Only one stretch of the data below is wanted: the lines from the one with "target | green grass" through the one with "x=380, y=194", repeated exactly.

**** THE INPUT

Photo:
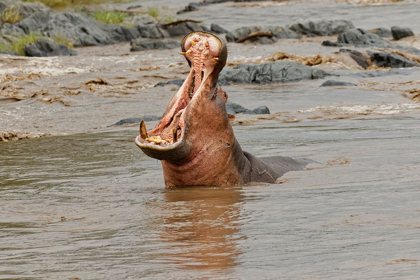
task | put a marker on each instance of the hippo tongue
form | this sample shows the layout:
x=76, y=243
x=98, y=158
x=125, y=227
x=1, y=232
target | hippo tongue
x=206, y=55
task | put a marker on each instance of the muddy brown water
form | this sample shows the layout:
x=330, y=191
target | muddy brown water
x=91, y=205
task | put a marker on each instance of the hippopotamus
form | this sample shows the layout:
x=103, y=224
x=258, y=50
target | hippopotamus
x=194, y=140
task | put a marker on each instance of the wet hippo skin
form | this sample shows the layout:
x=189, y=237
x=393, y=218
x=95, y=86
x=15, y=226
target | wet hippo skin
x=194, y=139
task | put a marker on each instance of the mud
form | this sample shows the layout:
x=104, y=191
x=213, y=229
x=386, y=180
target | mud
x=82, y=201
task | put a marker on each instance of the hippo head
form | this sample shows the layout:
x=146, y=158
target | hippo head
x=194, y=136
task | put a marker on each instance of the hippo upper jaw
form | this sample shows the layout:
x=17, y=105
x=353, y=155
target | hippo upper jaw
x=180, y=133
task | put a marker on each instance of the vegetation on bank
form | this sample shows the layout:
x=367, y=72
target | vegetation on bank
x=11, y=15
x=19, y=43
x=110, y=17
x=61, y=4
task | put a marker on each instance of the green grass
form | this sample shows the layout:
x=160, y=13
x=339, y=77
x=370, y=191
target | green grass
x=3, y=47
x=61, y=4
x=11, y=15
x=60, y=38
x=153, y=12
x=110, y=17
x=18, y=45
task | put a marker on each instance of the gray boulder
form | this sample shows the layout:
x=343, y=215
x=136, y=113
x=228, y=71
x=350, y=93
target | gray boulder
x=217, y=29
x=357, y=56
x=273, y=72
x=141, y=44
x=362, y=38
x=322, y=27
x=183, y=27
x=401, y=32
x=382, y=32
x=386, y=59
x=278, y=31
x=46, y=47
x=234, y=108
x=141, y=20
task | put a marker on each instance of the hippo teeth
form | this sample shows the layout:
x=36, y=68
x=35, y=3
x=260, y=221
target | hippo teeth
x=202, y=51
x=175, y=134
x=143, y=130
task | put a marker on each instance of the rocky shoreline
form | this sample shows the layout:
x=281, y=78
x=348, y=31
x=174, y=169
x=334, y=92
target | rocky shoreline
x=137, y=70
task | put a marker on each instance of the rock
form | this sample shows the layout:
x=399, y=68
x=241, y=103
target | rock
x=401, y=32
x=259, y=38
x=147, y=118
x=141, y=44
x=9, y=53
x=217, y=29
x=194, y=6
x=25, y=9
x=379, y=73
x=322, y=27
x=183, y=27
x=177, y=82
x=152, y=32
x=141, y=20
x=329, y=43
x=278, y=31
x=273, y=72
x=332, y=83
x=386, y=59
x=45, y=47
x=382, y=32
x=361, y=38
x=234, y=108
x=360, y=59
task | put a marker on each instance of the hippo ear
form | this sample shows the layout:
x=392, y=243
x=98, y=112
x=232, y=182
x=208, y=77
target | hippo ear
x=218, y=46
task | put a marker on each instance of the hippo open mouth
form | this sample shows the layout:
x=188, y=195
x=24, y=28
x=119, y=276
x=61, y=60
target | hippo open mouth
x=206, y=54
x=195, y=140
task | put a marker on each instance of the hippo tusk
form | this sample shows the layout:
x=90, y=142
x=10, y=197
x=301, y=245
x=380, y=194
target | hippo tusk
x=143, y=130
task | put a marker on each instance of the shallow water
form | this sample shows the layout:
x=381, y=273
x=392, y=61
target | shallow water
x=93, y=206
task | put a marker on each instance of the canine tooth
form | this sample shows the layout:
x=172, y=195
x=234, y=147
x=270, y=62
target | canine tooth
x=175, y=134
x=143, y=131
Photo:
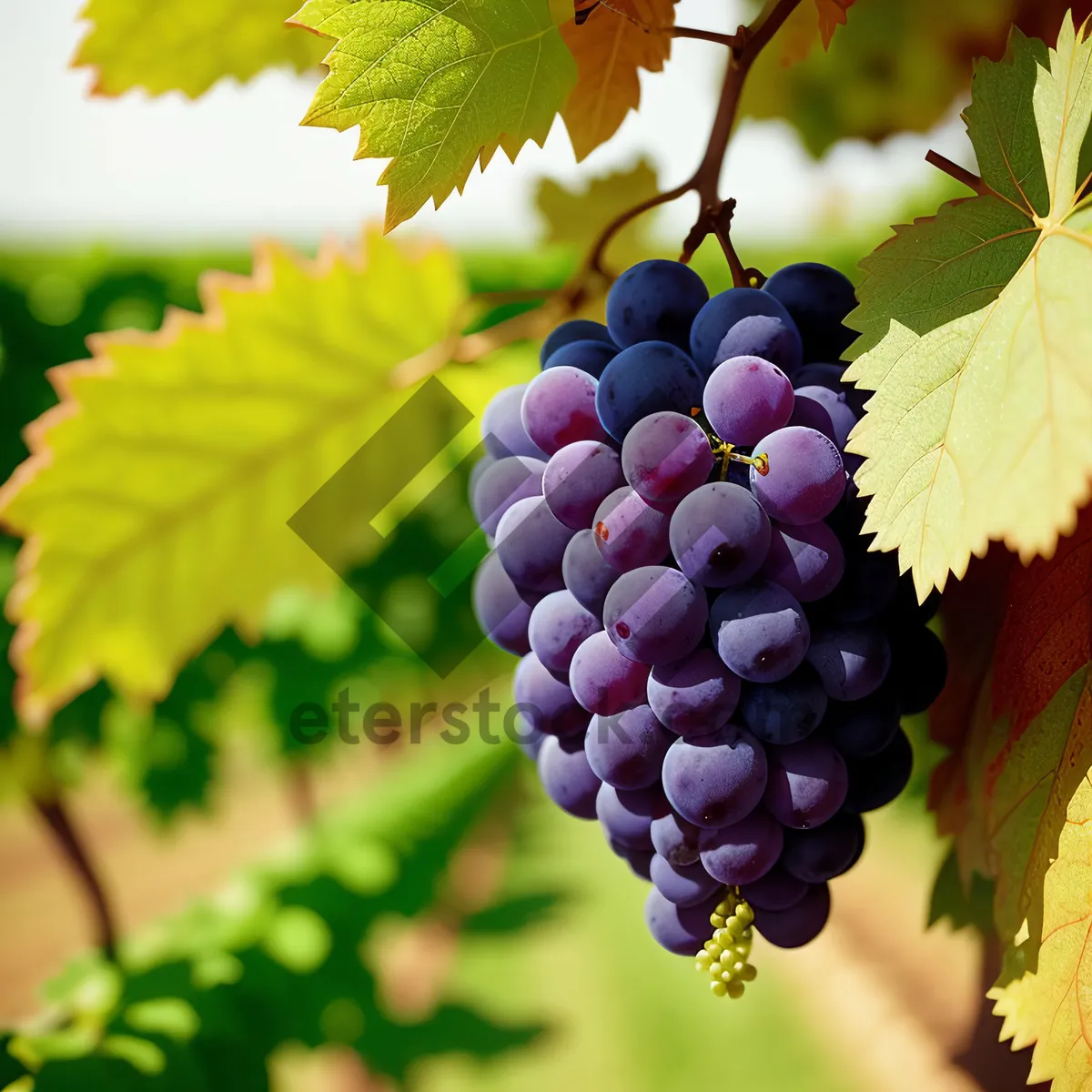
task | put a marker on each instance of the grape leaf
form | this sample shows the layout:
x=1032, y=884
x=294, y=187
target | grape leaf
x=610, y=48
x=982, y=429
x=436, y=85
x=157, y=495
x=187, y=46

********

* **SOLUTION TO THE PROBLEM**
target | green grass
x=3, y=47
x=61, y=4
x=11, y=15
x=60, y=38
x=153, y=12
x=110, y=17
x=18, y=45
task | put a marker on each instance of the gray boulder
form | this sample shows the layout:
x=343, y=215
x=136, y=113
x=228, y=71
x=350, y=93
target | gray boulder
x=217, y=29
x=357, y=56
x=273, y=72
x=141, y=44
x=362, y=38
x=322, y=27
x=183, y=27
x=401, y=32
x=382, y=32
x=386, y=59
x=278, y=31
x=46, y=47
x=234, y=108
x=141, y=20
task | put a marker on each instance of the hippo teeth
form | this sample shows the layout:
x=36, y=68
x=35, y=3
x=260, y=221
target | hippo teeth
x=202, y=51
x=175, y=134
x=143, y=130
task | put a marker on each instance of the rocky shoreline
form | this sample shows the layout:
x=281, y=78
x=348, y=31
x=174, y=169
x=334, y=92
target | rocky shoreline
x=137, y=70
task | put a marker on each instance of the rock
form | this sample shows the layout:
x=399, y=68
x=241, y=103
target | rock
x=401, y=32
x=259, y=38
x=147, y=118
x=141, y=44
x=9, y=53
x=217, y=29
x=194, y=6
x=25, y=9
x=379, y=73
x=322, y=27
x=183, y=27
x=177, y=82
x=152, y=32
x=141, y=20
x=329, y=43
x=278, y=31
x=273, y=72
x=332, y=83
x=386, y=59
x=45, y=47
x=382, y=32
x=361, y=38
x=234, y=108
x=360, y=59
task | put a marker on each instance of the hippo ear
form | this sample shows the layout:
x=392, y=243
x=98, y=112
x=232, y=182
x=208, y=77
target | hippo ear
x=218, y=46
task | put a marker on each instance of the hippo open mouth
form | this sample shows the layout:
x=188, y=195
x=24, y=28
x=119, y=276
x=61, y=60
target | hippo open mouth
x=206, y=54
x=195, y=140
task | put a marker on each instance of the hippo tusk
form | this sample shows the layout:
x=90, y=142
x=10, y=197
x=301, y=245
x=380, y=194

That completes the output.